### [GIVEN REQUEST]
Gather every line of the items below that contains the string "teeth". Case counts.

### [RECORDED DATA]
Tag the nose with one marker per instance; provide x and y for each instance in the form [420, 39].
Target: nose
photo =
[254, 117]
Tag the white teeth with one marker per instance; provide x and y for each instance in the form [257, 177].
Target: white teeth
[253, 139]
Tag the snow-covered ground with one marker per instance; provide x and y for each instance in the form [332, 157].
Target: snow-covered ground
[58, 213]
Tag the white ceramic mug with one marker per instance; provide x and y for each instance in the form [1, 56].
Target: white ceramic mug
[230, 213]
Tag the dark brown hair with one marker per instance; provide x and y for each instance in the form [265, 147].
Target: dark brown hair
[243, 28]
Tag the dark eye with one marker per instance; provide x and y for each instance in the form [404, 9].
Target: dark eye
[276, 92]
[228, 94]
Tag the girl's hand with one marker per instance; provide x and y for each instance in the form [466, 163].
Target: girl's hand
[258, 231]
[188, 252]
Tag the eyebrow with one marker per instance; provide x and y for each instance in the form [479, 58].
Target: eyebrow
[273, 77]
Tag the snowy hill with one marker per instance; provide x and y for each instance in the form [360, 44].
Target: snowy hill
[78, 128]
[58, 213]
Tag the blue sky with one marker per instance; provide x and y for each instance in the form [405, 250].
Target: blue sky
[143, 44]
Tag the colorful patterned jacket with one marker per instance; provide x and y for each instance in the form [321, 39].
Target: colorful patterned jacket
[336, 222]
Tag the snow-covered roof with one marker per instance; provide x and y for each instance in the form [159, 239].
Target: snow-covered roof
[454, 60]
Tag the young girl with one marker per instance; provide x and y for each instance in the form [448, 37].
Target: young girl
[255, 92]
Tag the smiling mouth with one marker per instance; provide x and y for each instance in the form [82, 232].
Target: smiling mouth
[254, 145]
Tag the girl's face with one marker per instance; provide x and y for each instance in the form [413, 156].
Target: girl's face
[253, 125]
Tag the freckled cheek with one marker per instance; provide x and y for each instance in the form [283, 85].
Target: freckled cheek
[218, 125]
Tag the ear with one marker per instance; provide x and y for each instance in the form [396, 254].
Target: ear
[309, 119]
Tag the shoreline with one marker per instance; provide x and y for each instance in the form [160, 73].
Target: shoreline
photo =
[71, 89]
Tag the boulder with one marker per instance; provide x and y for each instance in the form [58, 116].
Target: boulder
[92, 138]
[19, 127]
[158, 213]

---

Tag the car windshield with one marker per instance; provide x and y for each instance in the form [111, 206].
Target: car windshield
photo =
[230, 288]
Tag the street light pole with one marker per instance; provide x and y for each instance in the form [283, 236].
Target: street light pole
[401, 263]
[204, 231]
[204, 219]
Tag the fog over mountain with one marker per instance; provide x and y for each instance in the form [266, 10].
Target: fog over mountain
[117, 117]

* * *

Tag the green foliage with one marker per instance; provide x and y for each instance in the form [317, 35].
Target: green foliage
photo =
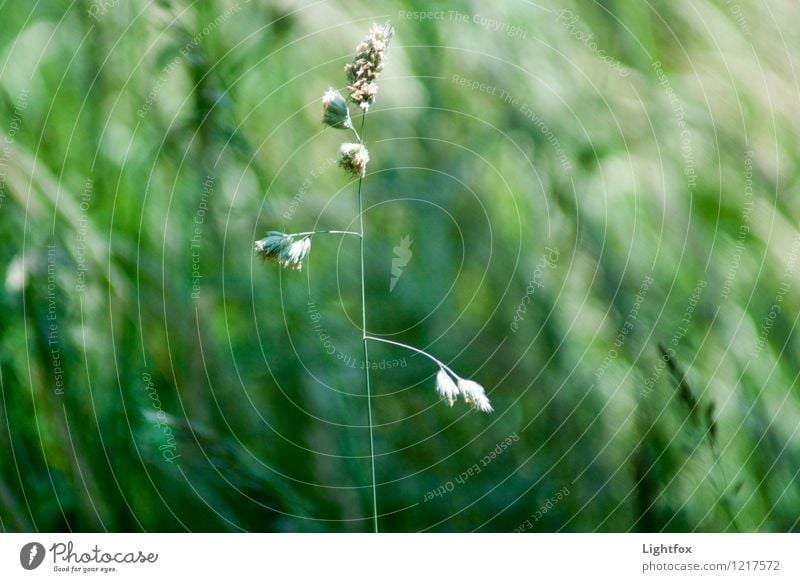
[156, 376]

### [SOLUTION BELOW]
Tag the white teeth with one marker per instance; provide x and y for each instance in the form [257, 177].
Target: white teeth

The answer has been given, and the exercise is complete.